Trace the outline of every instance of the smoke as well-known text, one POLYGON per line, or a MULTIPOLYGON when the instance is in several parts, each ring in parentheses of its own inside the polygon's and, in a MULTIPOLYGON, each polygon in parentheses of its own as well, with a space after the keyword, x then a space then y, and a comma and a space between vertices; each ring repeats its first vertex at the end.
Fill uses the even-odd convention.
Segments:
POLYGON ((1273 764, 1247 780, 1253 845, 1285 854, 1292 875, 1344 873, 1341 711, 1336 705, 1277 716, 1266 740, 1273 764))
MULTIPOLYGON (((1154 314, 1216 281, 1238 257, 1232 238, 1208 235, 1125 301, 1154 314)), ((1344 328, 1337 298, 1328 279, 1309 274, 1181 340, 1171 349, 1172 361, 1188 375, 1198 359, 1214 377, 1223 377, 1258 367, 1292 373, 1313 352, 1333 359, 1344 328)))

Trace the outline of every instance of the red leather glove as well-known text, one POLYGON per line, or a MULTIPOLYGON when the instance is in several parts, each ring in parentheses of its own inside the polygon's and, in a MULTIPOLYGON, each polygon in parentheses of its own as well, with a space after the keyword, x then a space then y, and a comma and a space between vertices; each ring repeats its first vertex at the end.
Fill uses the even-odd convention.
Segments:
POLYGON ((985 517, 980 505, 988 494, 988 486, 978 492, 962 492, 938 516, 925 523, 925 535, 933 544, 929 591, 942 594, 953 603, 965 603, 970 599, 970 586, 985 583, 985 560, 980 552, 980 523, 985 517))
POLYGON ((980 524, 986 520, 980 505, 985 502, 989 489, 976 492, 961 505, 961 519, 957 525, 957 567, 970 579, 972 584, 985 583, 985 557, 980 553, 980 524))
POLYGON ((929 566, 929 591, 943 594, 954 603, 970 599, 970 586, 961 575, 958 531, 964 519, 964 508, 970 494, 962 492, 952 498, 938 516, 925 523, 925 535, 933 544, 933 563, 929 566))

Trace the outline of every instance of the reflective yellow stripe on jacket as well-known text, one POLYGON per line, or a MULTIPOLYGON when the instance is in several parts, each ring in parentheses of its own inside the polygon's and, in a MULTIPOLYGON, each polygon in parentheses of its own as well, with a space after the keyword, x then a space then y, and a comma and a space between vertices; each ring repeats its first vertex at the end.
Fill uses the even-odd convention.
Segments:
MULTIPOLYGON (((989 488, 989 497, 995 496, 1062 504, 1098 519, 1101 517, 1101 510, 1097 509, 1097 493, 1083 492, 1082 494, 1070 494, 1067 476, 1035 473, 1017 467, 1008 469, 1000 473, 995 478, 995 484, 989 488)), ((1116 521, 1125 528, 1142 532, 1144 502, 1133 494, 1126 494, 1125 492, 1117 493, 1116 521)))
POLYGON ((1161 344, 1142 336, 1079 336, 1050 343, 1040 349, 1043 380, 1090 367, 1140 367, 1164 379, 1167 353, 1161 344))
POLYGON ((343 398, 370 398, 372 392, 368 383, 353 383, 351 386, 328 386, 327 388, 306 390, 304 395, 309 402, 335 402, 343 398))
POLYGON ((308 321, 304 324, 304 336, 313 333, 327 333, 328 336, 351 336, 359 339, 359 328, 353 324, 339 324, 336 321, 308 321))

------

What is being asked
Put every line of the items above into a JSON list of strings, one string per line. Leave out the blank lines.

Finished exercise
[
  "Trace the outline of every instance of the smoke as well-known text, one POLYGON per line, or a MULTIPOLYGON when the instance is in several parts, each ring in parentheses of its own inside the polygon's and, in a MULTIPOLYGON, each polygon in parentheses of its own as well, with a space after the keyword, x then a space then y, and a comma and a space between vertices; each ring repeats its first vertex at the end.",
  "Fill uses the even-odd convention.",
  "Segments:",
  "POLYGON ((1273 764, 1247 780, 1253 845, 1285 854, 1292 875, 1344 873, 1341 711, 1336 705, 1277 716, 1266 740, 1273 764))",
  "MULTIPOLYGON (((1154 314, 1216 281, 1238 257, 1232 238, 1208 235, 1125 301, 1154 314)), ((1344 328, 1337 298, 1328 279, 1309 274, 1181 340, 1171 349, 1172 361, 1188 375, 1198 359, 1214 377, 1223 377, 1258 367, 1292 373, 1313 352, 1333 359, 1344 328)))",
  "Trace the outline of every instance of the red leather glove as well-known text, one POLYGON per line, or a MULTIPOLYGON when the instance is in several parts, each ring in parentheses of its own inside the polygon's and, in a MULTIPOLYGON, each polygon in parentheses of its own as well, with a space after the keyword, x then a space then y, and a comma and a space between vertices; each ring repeats its first vertex at the end.",
  "Fill uses the even-odd convention.",
  "Segments:",
  "POLYGON ((985 517, 980 505, 988 494, 988 486, 978 492, 962 492, 938 516, 925 523, 925 535, 933 544, 929 591, 942 594, 953 603, 965 603, 970 599, 970 586, 985 583, 985 560, 980 552, 980 523, 985 517))",
  "POLYGON ((980 524, 986 520, 980 505, 985 502, 989 489, 976 492, 961 505, 961 519, 957 525, 957 567, 970 579, 972 584, 985 583, 985 557, 980 553, 980 524))",
  "POLYGON ((929 566, 929 591, 943 594, 954 603, 970 599, 970 586, 961 575, 958 531, 964 519, 964 508, 970 494, 962 492, 952 498, 938 516, 925 523, 925 535, 933 544, 933 563, 929 566))",
  "Trace the outline of every instance of the reflective yellow stripe on jacket as well-known text, one POLYGON per line, or a MULTIPOLYGON when the instance is in several parts, each ring in parentheses of its own inside the polygon's and, in a MULTIPOLYGON, each polygon in parentheses of its own as well, with a space after the keyword, x then a space then y, and a comma and a space between vertices; each ring repeats its first vertex at the end.",
  "Fill uses the even-odd convention.",
  "Segments:",
  "MULTIPOLYGON (((989 488, 989 497, 995 496, 1062 504, 1098 519, 1101 517, 1101 510, 1097 509, 1097 493, 1083 492, 1082 494, 1070 494, 1067 476, 1035 473, 1017 467, 1008 469, 1000 473, 995 478, 995 484, 989 488)), ((1116 521, 1125 528, 1142 532, 1144 502, 1133 494, 1126 494, 1125 492, 1117 493, 1116 521)))",
  "POLYGON ((1161 344, 1142 336, 1079 336, 1050 343, 1040 349, 1043 380, 1090 367, 1140 367, 1164 379, 1167 353, 1161 344))",
  "POLYGON ((343 398, 370 398, 372 392, 368 383, 353 383, 351 386, 328 386, 327 388, 306 390, 304 395, 309 402, 335 402, 343 398))",
  "POLYGON ((308 321, 304 324, 304 336, 313 333, 327 333, 328 336, 351 336, 359 339, 359 328, 353 324, 339 324, 336 321, 308 321))"
]